> [SET OF TASKS]:
a. Decide whether each statement below agrees with the passage on drinking water preferences. For each of (i), (ii), and (iii), answer yes or no and quote the deciding words from the passage.

(i) Twelve studies mentioned the appearance or turbidity of water.
(ii) Most of the studies that addressed smell included LMICs.
(iii) In the study of bottled water users in Iran, 95% said they chose bottled water because tap water was believed to have a "disgusting odor."
b. Go on with the passage on drinking water preferences, starting after its final heading, "3.4.8. Hardness."

> [READING PASSAGE]:
The studies that considered SSBs highlighted that free NPW has a higher probability of selection over SSBs than purchasable water alternatives [59,73]. In a study of California middle schools, some school stakeholders expressed concerns that offering free NPW could negatively affect USDA meal reimbursements, vendor contracts, or funding for extracurricular activities supported by alternative beverage sales [73]. Beyond NPW costs, it is also important to note that some studies documented lower costs of SSBs that packaged water for some water-insecure individuals, in which study respondents indicated that SSBs would be preferentially purchased [31,45,57,59,62,66]. In one US study, a participant explained that the Special Supplemental Nutrition Program for Women, Infants, and Children requirements contributed to this discrepancy in affordability, as benefits covered the cost of fruit juice but not bottled water [45].

3.4.5. Appearance/Turbidity.

In the 12 studies (15% of total studies) that mentioned the appearance or turbidity of water, consumers universally preferred clear and colorless water [40,45,47,49,52,54,57,62,66,71,73,76]. Of the studies addressing appearance or turbidity, three (25%) included LMICs and nine (75%) included HICs. Naturally occurring minerals or aging infrastructure can cause water to appear yellow, orange, brown, or “rusty” [45,49,57,62,66,71]. Cloudy or turbid water decreased acceptability of NPW [40,45–47,54,76]. Jones et al. (2006) reported that respondents commonly treated their water to reduce cloudiness [47]. Visibly dirty or unclean water sources may also discourage usage [66,73].

Only two studies provided information about the relationship between the appearance or turbidity of NPW and alternative beverages. In one study, bottled water drinkers ranked reduced cloudiness as an important characteristic of bottled water [47]. In another study, respondents mentioned powdered drink mix as a method to mask off-colors in NPW [66].

3.4.6. Smell.

Smell, which is closely related to taste, was explicitly mentioned in fewer studies (n = 10; 12% of total studies) [45–47,49,52,54,56,67,71,76]. Of the studies addressing smell, five (50%) included LMICs and five (50%) included HICs. Similar to taste, chlorine was the most commonly specified negative odor [45,52,71]. Odor alone was the primary water selection criterion for the Yao people in Thailand [54]. In a study of bottled water users in Iran, 95% reported that they preferentially chose bottled water because tap water was believed to have a “disgusting odor” [67].

3.4.7. Temperature.

In the nine studies (11% of total studies) that discussed temperature [31,57–59,64,72–74,81], consumers favorably viewed cold NPW and warm NPW unfavorably. Of the studies addressing temperature, two studies (22%) occurred in LMIC settings and seven studies (78%) in HIC settings. Especially in warm climates, cold water was considered ideal for satisfying thirst [57,59]. Two studies reported how NPW temperature impacts alternative beverage selection. For example, rural Southwestern US middle school and high schooler stated that cold tap water was preferable than non-chilled soda [59], and Australian Indigenous families were more likely to choose SSBs than warm water [57].

3.4.8. Hardness.

> [DATASET ENTRIES]:
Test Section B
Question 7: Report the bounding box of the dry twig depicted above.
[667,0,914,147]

==

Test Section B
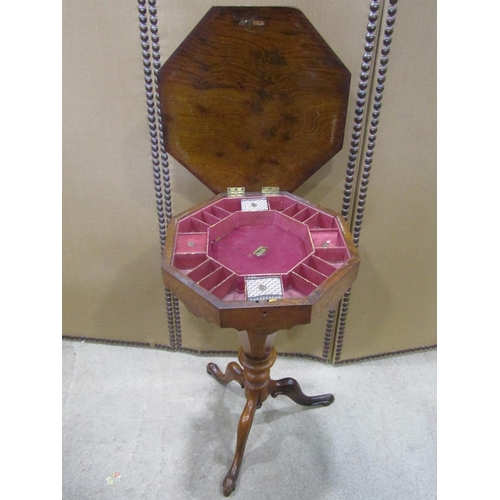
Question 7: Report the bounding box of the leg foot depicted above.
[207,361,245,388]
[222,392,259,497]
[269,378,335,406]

...

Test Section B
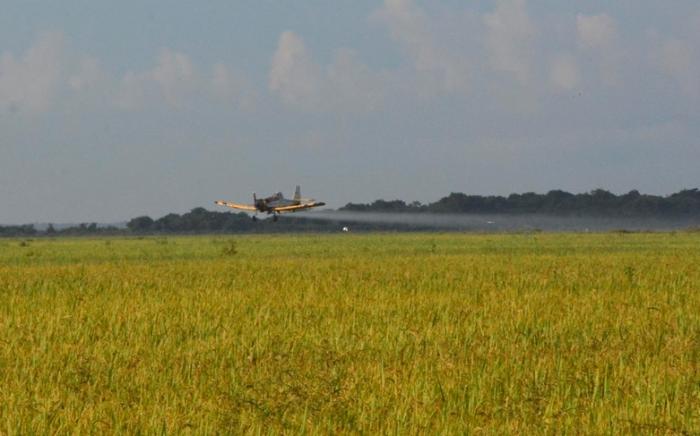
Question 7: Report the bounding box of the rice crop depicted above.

> [RESPONSES]:
a.
(i) Yes: "In the 12 studies (15% of total studies) that mentioned the appearance or turbidity of water"
(ii) No: "five (50%) included LMICs and five (50%) included HICs"
(iii) Yes: "95% reported that they preferentially chose bottled water because tap water was believed to have a “disgusting odor”"

b.
Five studies (6% of total studies) mentioned hardness as a NPW characteristic considered by consumers [46,47,59,67,71]. Of the studies addressing NPW hardness, two (40%) studies were conducted in LMICs and three (60%) in HICs. Beyond simply persuading respondents away from drinking their NPW, hardness also discouraged NPW usage for hygiene and sanitation activities. Respondents reported that they could tell their water was hard water because it left residue on dishes, skin, sinks, and clothing [46,59,71]. When assessing treatment of private water supplies in Canada, Jones et al. (2006) discovered that respondents treating their water used water softeners more commonly than other treatment options [47]. Furthermore, in the one study reporting on the relationship between tap water hardness and alternative beverage selection, Canadian respondents with private water supplies considered bottled water superior to NPW due to its reduced hardness [47].

3.5. Adaptive behaviors impacting NPW and alternative beverage selection

Water treatment or filtering (n = 25; 30%) and water testing (n = 5; 6%) were primary adaptive strategies for managing NPW considered to be insufficient.

3.5.1. Treatment/Filtration.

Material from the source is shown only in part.